Task to complete → Render every one of the records below as a two-column CSV with the headers request and points, one row per request. Put the request text and its answer each in a single quoted field with line breaks replaced by spaces, and leave the pictures out.

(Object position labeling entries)

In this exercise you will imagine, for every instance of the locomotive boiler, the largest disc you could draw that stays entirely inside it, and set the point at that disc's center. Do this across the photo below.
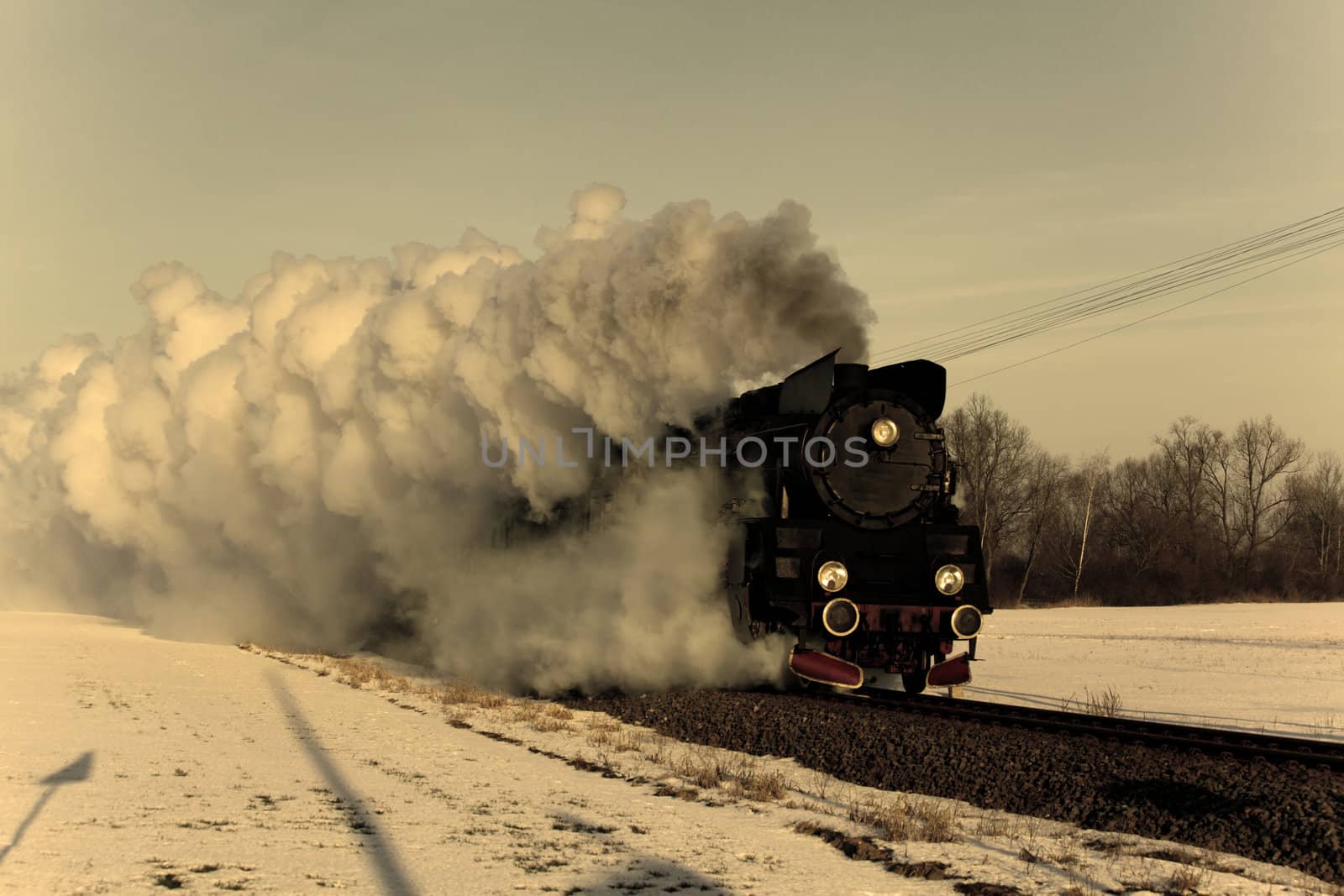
(857, 547)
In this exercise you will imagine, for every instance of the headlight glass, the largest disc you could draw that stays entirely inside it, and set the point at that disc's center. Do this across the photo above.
(885, 432)
(949, 579)
(840, 617)
(832, 575)
(967, 621)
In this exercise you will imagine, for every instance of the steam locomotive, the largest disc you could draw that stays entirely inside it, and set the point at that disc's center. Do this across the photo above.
(855, 547)
(837, 490)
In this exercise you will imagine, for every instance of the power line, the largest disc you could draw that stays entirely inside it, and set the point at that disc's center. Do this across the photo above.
(1290, 241)
(1167, 311)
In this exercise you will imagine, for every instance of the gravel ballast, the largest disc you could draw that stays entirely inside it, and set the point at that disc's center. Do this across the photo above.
(1283, 815)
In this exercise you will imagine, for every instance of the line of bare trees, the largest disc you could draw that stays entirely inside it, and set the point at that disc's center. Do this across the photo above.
(1206, 516)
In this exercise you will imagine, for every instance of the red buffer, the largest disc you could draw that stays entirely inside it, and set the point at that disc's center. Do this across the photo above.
(953, 671)
(823, 668)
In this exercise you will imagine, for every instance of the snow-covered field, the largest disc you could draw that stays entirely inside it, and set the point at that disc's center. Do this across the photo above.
(134, 765)
(1257, 667)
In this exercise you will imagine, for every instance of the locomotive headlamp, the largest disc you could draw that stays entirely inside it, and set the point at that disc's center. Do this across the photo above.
(949, 579)
(832, 575)
(967, 621)
(885, 432)
(840, 617)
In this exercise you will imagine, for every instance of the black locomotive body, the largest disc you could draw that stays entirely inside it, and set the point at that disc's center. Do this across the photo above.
(855, 546)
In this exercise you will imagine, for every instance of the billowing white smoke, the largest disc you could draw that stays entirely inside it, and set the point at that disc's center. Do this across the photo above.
(295, 465)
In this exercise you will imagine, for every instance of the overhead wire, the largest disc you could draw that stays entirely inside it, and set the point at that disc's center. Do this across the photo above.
(1135, 322)
(1296, 242)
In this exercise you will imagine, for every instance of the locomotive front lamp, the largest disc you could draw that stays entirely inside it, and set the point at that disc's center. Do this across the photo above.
(832, 575)
(967, 621)
(949, 579)
(885, 432)
(840, 617)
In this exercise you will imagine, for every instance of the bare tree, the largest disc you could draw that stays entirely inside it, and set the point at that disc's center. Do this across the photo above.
(1184, 457)
(1319, 506)
(995, 454)
(1093, 473)
(1142, 512)
(1045, 481)
(1263, 457)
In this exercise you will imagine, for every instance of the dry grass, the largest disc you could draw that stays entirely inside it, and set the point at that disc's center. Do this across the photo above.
(756, 783)
(1187, 879)
(1101, 703)
(904, 817)
(702, 768)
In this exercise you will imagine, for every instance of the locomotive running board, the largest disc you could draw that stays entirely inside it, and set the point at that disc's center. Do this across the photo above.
(951, 672)
(823, 668)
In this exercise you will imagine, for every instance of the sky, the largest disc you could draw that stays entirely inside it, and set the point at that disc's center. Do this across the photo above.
(961, 160)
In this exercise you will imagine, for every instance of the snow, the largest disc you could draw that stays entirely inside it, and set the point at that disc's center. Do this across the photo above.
(134, 765)
(1253, 667)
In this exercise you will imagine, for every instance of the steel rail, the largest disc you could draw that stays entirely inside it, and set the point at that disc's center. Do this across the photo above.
(1213, 741)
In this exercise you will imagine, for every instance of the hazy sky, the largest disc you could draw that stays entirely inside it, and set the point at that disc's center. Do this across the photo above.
(961, 160)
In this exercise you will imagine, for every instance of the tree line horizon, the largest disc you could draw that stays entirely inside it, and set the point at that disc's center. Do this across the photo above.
(1206, 516)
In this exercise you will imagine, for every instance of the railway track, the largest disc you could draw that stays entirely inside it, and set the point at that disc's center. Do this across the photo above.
(1214, 741)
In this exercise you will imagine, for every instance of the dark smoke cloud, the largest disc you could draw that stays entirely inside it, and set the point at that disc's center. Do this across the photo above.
(291, 465)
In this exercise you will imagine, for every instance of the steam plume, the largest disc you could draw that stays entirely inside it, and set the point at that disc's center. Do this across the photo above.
(302, 464)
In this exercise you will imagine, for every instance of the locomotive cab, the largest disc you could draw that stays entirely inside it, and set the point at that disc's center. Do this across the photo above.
(858, 550)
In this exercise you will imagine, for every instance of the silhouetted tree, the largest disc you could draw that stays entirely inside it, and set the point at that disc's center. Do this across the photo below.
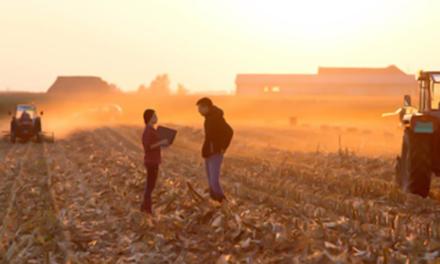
(142, 88)
(160, 85)
(181, 89)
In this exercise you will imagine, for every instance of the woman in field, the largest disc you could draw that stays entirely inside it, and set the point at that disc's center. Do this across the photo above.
(152, 159)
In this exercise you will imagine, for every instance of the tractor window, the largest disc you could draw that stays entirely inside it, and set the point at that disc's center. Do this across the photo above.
(435, 102)
(28, 109)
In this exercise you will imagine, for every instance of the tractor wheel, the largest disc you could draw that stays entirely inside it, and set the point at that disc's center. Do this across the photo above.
(13, 138)
(37, 125)
(39, 138)
(414, 167)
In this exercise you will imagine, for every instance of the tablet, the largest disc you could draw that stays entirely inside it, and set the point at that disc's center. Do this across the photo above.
(167, 133)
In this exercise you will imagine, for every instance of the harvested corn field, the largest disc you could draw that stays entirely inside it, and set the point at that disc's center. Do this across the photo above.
(77, 201)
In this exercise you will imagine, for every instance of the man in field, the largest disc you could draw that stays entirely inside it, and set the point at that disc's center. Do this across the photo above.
(218, 136)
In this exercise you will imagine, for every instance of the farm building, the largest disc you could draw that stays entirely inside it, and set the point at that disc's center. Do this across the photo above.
(80, 85)
(339, 81)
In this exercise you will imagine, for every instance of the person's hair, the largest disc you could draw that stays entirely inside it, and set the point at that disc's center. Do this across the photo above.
(205, 101)
(148, 114)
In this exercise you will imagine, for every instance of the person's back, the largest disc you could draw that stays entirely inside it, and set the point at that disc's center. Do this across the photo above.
(218, 133)
(218, 136)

Answer below →
request,points
"In this exercise you will imagine, for every instance of the locomotive boiler, the largest disc you could draw that stays entirely inside it, and set the point at that disc's center. Do this across the photo below.","(857, 547)"
"In this exercise you will imagine, for every instance of the headlight glass, the largest disc you could draw that stays entirely inside it, and set the point at that disc's center. Do this across the photo above.","(885, 432) (949, 579) (840, 617) (832, 575) (967, 621)"
"In this exercise you will imagine, for every instance of the steam locomotive, the largest disc you could draw that stays entirely inside it, and set the point at that disc's center. Do this across the photo above.","(855, 547) (837, 490)"
"In this exercise you will imagine, for every instance of the power line, the largest disc you could draw that stays entirely inside it, and set the point at that disc's center. Do this across the photo above.","(1290, 241) (1167, 311)"
"In this exercise you will imagine, for every instance of the gravel ballast, the largest disc you could draw that stays entirely inside it, and set the point at that disc's center. Do this across the photo above.","(1283, 815)"
"In this exercise you will imagine, for every instance of the line of bare trees, the largest disc you could draw that stays entirely inside it, and set the point at that disc's center. Do this across the photo above.","(1206, 516)"
"In this exercise you will imagine, for every instance of the red buffer, the largest disc you could draw that stays entirely inside it, and set the point at that disc's center. Do this across the photo above.","(953, 671) (823, 668)"
"In this exercise you will imagine, for every instance of the snow-covered field, the largest disc you could draw that stays entirely inside it, and set the point at that disc's center. Do this across the photo above.","(134, 765) (1257, 667)"
"In this exercise you will imagine, for every instance of the locomotive headlamp, the largest disc you could draw that stays entirely inside it, and set the point at that disc's center. Do this across the photo above.","(949, 579) (832, 575) (967, 621) (885, 432) (840, 617)"
"In this exercise you will imagine, for every instance of the black locomotive body, the largest disc you could draw that stays entirely inside it, and set the point at that disc's center. Do this across the photo above.","(855, 546)"
"In this exercise you will imagine, for every instance of the billowing white smoke, the largest disc you could draw that stays entirely inside it, and set the point at that disc's center. Do this across the photo above.","(295, 465)"
"In this exercise you will imagine, for every instance of the overhead wire, the largest disc you could draw that stays entirely inside it, and set the point at that disc's center. Do this across the photo above.","(1135, 322) (1296, 242)"
"In this exercise you will imagine, for every instance of the locomotive front lamp, the largest disc you could draw that stays entirely inside it, and set the point at that disc's center. Do this across the photo above.","(832, 575) (967, 621) (949, 579) (885, 432) (840, 617)"
"In this exercise you will imagine, for every instance of the bare tree, the largest disc you could draw that stays entirely inside it, and set the point at that disc's center. Do this across the photo above.","(1184, 457) (1319, 506) (995, 454) (1093, 473) (1142, 512) (1045, 481) (1263, 457)"
"In this exercise you will imagine, for every instance of the dry grass, the largest disc you could draw that stays entirely inside it, and set the point at that disc's center. Do this across the photo above.","(756, 783) (1187, 879) (1101, 703) (904, 817) (702, 768)"
"In this exercise you will imagine, for every instance of the locomotive running board, the largest disc you could draw that stays entirely inside it, and set the point at that disc's center. Do this across the photo above.","(951, 672) (823, 668)"
"In this exercise you will imagine, for every instance of the sky, the largest disc you could draw that stays entirely inside it, and set the point at that disc's center. Do this across the photo above.","(961, 160)"
"In this exercise you will imagine, for every instance of the snow, the largest disc you could draw that stays entirely inside it, and set the point at that disc's center. Do this across the photo above.","(134, 765) (1253, 667)"
"In this exercise you will imagine, for every instance of the steel rail, the largest disc you could draw that stays entirely inside it, and set the point at that disc's center. Do this across the photo above.","(1213, 741)"
"In this exercise you will imagine, for every instance of the hazy sky, the largest disc you could draw that stays entirely inside it, and set the point at that disc's center. Do this across the photo above.","(961, 160)"
"In this exercise you will imagine, for every instance of the tree line horizon, the largest disc you could draw that stays entirely inside it, and set the point at that disc's center. Do this across the photo above.","(1206, 516)"
"In this exercise you will imagine, for every instance of the railway track, the largest disc you could draw that stays entirely inside it, and set the point at that disc's center. Do this across the photo above.","(1214, 741)"
"In this exercise you will imagine, for every instance of the dark smoke cloud, the largest disc you could draw that stays entirely inside it, and set the point at that disc's center. Do this across the photo above.","(291, 465)"
"In this exercise you will imagine, for every instance of the steam plume, the largest disc you could draw that stays entirely inside it, and set the point at that disc's center. Do this across the photo above.","(302, 464)"
"In this exercise you will imagine, for every instance of the locomotive cab, the largest disc you could draw that stays entirely inside it, and set the point at that disc's center. Do this across the photo above.","(858, 550)"
"In this exercise you will imagine, for every instance of the silhouetted tree, the largest disc you could draw that stays entirely inside it, and set the point at that disc's center. Do this across the photo below.","(142, 88) (160, 85) (181, 89)"
"In this exercise you will imagine, for every instance of the woman in field, the largest disc you could draw that stays entirely inside it, and set the point at that disc's center. Do this across the photo above.","(152, 159)"
"In this exercise you will imagine, for every instance of the tractor window, the largest disc you could draw that stays entirely inside it, and set the point at that disc's center. Do this across the photo above.","(435, 102) (28, 109)"
"In this exercise you will imagine, for every instance of the tractor wheel, the largest disc you could draw that stays entirely inside it, and set the point at that disc's center. Do this across the photo above.","(13, 138) (37, 125) (39, 138) (414, 167)"
"In this exercise you will imagine, for every instance of the tablet, the largest disc you could draw that stays entirely inside it, and set the point at that disc's center. Do this across the photo above.","(167, 133)"
"In this exercise you will imagine, for every instance of the harvested corn field, the largest disc you could draw that stays entirely inside it, and set the point at that disc's center. Do this across the photo above.","(77, 201)"
"In this exercise you will imagine, for every instance of the man in field, the largest disc you could draw that stays entirely inside it, and set the point at that disc's center. Do this across the photo above.","(218, 136)"
"In this exercise you will imagine, for every instance of the farm building, the largest disc you could draw that stays entirely inside it, and set the point at that disc's center. Do this across the photo above.","(80, 85) (339, 81)"
"In this exercise you will imagine, for every instance of the person's hair, the largest disc you could draw that stays entirely inside it, and set the point at that disc's center. Do this across the photo above.","(205, 101) (148, 114)"
"In this exercise you will imagine, for every instance of the person's back, the largest disc you could draw that stays entirely inside it, and set the point at that disc's center. Do this across the photo above.","(218, 133) (218, 136)"